- _Exercise details_:
Copy the entries out again in full.

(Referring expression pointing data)
• • •

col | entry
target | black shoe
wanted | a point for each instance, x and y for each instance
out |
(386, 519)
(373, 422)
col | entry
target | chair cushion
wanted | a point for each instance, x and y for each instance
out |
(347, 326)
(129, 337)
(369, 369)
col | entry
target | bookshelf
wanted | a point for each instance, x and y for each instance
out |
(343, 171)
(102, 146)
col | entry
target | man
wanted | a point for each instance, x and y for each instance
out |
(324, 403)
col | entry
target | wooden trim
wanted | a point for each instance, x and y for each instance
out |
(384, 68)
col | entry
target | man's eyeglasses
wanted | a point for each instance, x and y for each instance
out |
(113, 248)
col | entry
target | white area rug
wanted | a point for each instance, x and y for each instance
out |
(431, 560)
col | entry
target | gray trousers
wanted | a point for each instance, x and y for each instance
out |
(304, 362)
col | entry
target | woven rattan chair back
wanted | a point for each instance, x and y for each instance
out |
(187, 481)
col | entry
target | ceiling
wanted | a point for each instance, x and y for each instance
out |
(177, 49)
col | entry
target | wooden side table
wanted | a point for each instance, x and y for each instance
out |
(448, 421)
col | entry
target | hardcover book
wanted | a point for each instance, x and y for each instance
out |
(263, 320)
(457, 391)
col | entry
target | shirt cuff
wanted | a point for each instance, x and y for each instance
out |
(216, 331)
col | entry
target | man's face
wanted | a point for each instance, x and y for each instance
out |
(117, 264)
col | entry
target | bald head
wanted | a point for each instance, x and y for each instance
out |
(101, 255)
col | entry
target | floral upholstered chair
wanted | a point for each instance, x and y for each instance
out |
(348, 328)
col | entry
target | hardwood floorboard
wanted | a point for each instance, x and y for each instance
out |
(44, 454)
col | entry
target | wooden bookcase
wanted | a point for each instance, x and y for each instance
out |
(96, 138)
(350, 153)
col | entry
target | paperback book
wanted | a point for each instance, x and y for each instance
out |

• • •

- _Solved problem_:
col | entry
target | black shoe
wanted | a point for each instance, x and y for each instance
out |
(386, 519)
(373, 422)
col | entry
target | chair cushion
wanted | a point for each instance, x and y for each instance
out |
(347, 326)
(129, 337)
(369, 369)
col | entry
target | bookshelf
wanted | a point for each instance, x and y for each instance
out |
(343, 171)
(102, 146)
col | entry
target | man
wanted | a point for each instance, x and y for each instance
out |
(324, 403)
col | entry
target | wooden trim
wanted | a point for each instance, x and y for each instance
out |
(384, 68)
col | entry
target | man's eyeglasses
wanted | a point for each instance, x and y for each instance
out |
(113, 248)
col | entry
target | white area rug
wanted | a point for each instance, x and y for each instance
out |
(431, 560)
col | entry
target | gray trousers
wanted | a point for each instance, x and y for each instance
out |
(304, 362)
col | entry
target | woven rattan chair back
wanted | a point for each instance, x and y for each instance
out |
(187, 481)
col | entry
target | ceiling
wanted | a point for each instance, x and y for each instance
out |
(177, 49)
col | entry
target | wooden side table
wanted | a point for each instance, x and y for each instance
out |
(448, 421)
col | entry
target | hardcover book
wanted | a point for each instance, x and y for each instance
out |
(263, 320)
(457, 391)
col | entry
target | shirt cuff
wanted | a point for each instance, x and y for each instance
out |
(216, 331)
col | entry
target | man's face
wanted | a point for each instance, x and y for each instance
out |
(117, 264)
col | entry
target | bald head
wanted | a point for each instance, x and y for each instance
out |
(101, 255)
col | entry
target | floral upholstered chair
wanted | a point for each instance, x and y for each instance
out |
(348, 328)
col | entry
target | hardwood floorboard
wanted | a point for each instance, x and y for each instance
out |
(44, 454)
col | entry
target | wooden bookcase
wanted | a point for each instance, x and y for each instance
out |
(96, 138)
(350, 153)
col | entry
target | paperback book
wanted | a point for each instance, x and y for each instance
out |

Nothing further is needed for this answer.